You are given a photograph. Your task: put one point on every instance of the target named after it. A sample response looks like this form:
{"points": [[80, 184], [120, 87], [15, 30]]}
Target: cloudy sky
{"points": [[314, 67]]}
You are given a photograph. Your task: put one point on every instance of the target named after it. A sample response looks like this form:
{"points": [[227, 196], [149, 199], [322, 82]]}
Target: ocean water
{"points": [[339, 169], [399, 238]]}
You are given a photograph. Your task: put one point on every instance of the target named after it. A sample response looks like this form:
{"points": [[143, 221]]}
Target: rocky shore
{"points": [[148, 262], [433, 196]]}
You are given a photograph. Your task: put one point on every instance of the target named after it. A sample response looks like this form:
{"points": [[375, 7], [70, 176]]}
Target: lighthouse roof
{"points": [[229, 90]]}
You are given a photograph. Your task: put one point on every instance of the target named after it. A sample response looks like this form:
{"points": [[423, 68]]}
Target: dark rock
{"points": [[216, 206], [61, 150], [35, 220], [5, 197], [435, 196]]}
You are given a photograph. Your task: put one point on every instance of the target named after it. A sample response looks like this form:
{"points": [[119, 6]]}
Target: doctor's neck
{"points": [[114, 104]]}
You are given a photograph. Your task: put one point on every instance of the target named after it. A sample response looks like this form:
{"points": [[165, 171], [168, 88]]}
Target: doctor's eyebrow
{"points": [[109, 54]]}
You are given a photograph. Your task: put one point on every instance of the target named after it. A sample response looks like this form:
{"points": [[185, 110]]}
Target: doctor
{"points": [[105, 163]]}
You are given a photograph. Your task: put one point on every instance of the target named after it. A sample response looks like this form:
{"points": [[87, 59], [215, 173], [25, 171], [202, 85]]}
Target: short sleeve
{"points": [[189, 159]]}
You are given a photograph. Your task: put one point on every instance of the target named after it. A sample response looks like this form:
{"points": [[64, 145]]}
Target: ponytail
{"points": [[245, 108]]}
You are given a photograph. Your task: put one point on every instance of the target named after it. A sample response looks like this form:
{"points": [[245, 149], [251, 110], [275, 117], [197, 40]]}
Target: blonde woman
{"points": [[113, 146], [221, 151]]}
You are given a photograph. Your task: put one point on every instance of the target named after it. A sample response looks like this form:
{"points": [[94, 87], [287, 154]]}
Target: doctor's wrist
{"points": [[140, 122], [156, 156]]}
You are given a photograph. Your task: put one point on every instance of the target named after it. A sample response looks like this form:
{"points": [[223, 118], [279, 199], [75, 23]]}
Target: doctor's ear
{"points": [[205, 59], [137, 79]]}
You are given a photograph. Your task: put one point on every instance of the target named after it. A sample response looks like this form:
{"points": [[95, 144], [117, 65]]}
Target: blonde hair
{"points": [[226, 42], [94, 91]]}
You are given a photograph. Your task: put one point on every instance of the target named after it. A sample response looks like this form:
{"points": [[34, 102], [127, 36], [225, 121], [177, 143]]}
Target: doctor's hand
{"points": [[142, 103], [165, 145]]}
************
- **Your task**
Transcribe the data. Leave every line exactly as it is.

- **Task response**
You are given a photograph. Your task: put one point on every instance of the target named after it. A sample response looks like this form:
{"points": [[80, 184], [120, 87], [15, 30]]}
Target: cloudy sky
{"points": [[314, 67]]}
You are given a photograph. Your task: put one point on every instance of the target named after it. A sample response looks like this form:
{"points": [[227, 196], [149, 199], [322, 82]]}
Target: ocean water
{"points": [[339, 169], [399, 238]]}
You are given a photograph. Your task: put one point on every instance of the target named after it. A sample response looks like this form:
{"points": [[143, 221]]}
Target: rocky shore
{"points": [[148, 262], [433, 196]]}
You are given a photograph. Your task: put one point on every instance of the target named after it. A sample response looks like this form:
{"points": [[375, 7], [70, 176]]}
Target: lighthouse roof
{"points": [[229, 90]]}
You are given a photograph. Your task: put one point on every instance of the target named after it. A sample response looks like this form:
{"points": [[423, 68]]}
Target: dark rock
{"points": [[216, 206], [61, 150], [35, 220], [5, 197], [435, 196]]}
You are given a photograph. Your task: put one point on every instance of the target named after it. A sample response looks like this form:
{"points": [[119, 6]]}
Target: doctor's neck
{"points": [[114, 104]]}
You are given a photograph. Your task: put one point on every instance of the target named after it. A sample response looks like this form:
{"points": [[165, 171], [168, 88]]}
Target: doctor's eyebrow
{"points": [[109, 54]]}
You are given a photograph. Your task: put one point on every instance of the target named after it. A sample response looks like this form:
{"points": [[185, 110]]}
Target: doctor
{"points": [[105, 163]]}
You are given a photograph. Your task: put one point on every instance of the target named after it. A sample response looks like this form:
{"points": [[87, 59], [215, 173], [25, 171], [202, 85]]}
Target: short sleeve
{"points": [[189, 159]]}
You are given a photograph. Your task: put one point on every instance of the target named after it. A sample response looks like this form:
{"points": [[64, 145]]}
Target: ponytail
{"points": [[245, 108]]}
You are given a photograph. Your task: put one point on every instance of the target named after it. A sample response looks like this form:
{"points": [[245, 149], [251, 110], [275, 117], [197, 40]]}
Target: blonde woman
{"points": [[113, 146], [221, 151]]}
You are given a photograph. Your task: put one point on every instance of the target named after it. A sample response looks like this form:
{"points": [[94, 87], [287, 154]]}
Target: doctor's wrist
{"points": [[140, 122], [156, 156]]}
You are given a photograph. Your task: put one point on every instance of the target named after it. A sample response looks like this form:
{"points": [[223, 118], [279, 199], [75, 23]]}
Target: doctor's ear
{"points": [[205, 59], [137, 79]]}
You are given a photograph. Your task: put one point on every instance of the target named after it. A sample response looks like this form:
{"points": [[95, 144], [117, 65]]}
Target: blonde hair
{"points": [[226, 42], [94, 91]]}
You are given a photograph. Your task: put one point on every instance of the target named after it. A sample response looks like this form:
{"points": [[34, 102], [127, 36], [225, 121], [177, 143]]}
Target: doctor's hand
{"points": [[142, 103], [165, 145]]}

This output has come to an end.